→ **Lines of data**
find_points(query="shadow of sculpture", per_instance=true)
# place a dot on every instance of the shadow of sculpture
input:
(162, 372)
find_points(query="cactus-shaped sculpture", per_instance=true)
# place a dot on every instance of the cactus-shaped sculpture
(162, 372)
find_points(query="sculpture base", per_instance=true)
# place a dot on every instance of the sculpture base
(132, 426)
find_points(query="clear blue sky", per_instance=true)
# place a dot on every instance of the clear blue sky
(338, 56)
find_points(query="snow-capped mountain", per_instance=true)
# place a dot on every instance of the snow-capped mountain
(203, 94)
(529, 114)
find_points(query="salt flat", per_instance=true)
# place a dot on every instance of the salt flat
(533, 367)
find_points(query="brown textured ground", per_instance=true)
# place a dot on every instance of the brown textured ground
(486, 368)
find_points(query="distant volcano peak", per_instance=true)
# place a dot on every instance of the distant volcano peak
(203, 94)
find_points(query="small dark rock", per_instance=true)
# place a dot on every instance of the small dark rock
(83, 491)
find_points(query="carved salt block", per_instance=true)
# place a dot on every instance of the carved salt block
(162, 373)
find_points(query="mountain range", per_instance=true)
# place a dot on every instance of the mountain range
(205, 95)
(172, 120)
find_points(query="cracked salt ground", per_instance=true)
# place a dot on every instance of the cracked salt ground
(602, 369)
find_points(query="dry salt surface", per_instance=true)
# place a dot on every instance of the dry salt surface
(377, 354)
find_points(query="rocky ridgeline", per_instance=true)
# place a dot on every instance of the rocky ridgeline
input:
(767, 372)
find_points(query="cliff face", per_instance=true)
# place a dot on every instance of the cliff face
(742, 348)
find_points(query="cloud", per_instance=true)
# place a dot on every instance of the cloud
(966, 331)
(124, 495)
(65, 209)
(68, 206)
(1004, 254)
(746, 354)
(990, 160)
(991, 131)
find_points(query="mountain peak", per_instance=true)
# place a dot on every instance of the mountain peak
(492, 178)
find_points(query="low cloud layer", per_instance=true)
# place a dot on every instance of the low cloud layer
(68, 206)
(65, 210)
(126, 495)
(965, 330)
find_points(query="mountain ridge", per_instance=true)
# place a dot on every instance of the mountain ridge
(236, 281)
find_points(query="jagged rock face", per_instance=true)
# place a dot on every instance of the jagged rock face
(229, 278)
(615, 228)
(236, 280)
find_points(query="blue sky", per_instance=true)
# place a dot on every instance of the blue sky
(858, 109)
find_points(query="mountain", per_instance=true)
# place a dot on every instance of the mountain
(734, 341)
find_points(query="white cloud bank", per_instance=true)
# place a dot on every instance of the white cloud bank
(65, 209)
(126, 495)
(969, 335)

→ **Written task**
Retype every record above exactly as written.

→ **Written response**
find_points(query="shadow of sculpture", per_instance=true)
# place a dot on every instance of the shadow of sculpture
input:
(162, 372)
find_points(query="cactus-shaped sculpture", per_instance=true)
# place a dot on every instance of the cactus-shaped sculpture
(162, 372)
find_points(query="sculpture base", per_instance=true)
# place a dot on every instance of the sculpture base
(132, 426)
find_points(query="clear blue sky", per_instance=true)
# place a dot on every instance of the clear blue sky
(338, 56)
find_points(query="snow-capped mountain", per_instance=true)
# place a dot on every instance of the snow-capped mountain
(203, 94)
(529, 114)
find_points(query="salt flat", per_instance=true)
# place a dot on every instance of the salt flat
(533, 367)
find_points(query="brown textured ground", per_instance=true)
# place a dot on every instance of the brown textured ground
(486, 368)
find_points(query="distant volcano peak", per_instance=true)
# place a dot on every instance of the distant volcano peak
(203, 94)
find_points(query="small dark rock", per_instance=true)
# place a dot on every instance of the small dark rock
(83, 491)
find_points(query="carved salt block", per_instance=true)
# place a dot on every instance of the carved salt block
(162, 373)
find_points(query="mountain range", per_instance=true)
# place a dot on every instance of the mountain range
(205, 95)
(172, 120)
find_points(query="cracked salt ground", per_instance=true)
# place a dot on every instance of the cracked salt ground
(602, 369)
find_points(query="dry salt surface", per_instance=true)
# place a dot on every instance of the dry salt surface
(377, 354)
find_points(query="rocky ridgeline", per_instance=true)
# place a dot on every instance of the rocky ridgeline
input:
(767, 372)
find_points(query="cliff face", per_instance=true)
# place a dot on every instance of the cliff face
(742, 348)
find_points(query="cloud", per_instance=true)
# place a dot on every instance of the cloud
(966, 331)
(124, 495)
(65, 209)
(68, 206)
(1004, 254)
(746, 354)
(990, 160)
(991, 131)
find_points(query="mountain peak", per_instance=true)
# place a dot on every instance of the mountain peak
(492, 178)
find_points(query="low cloud layer", per_instance=true)
# place a dot on every instance of the low cloud layer
(68, 206)
(65, 210)
(126, 495)
(965, 330)
find_points(query="mountain ridge", per_instance=true)
# place a dot on every instance of the mountain ridge
(236, 281)
find_points(query="jagged rock face", per_instance=true)
# place a dot on every instance of the jagged rock face
(229, 278)
(615, 228)
(236, 280)
find_points(query="blue sky", per_instance=true)
# place a dot on every instance of the blue sky
(858, 109)
find_points(query="mountain", per_instance=true)
# place a dot on every instance of the mountain
(734, 341)
find_points(query="white cloud bank", per_instance=true)
# place a dot on every instance of the white cloud bank
(65, 209)
(126, 495)
(969, 335)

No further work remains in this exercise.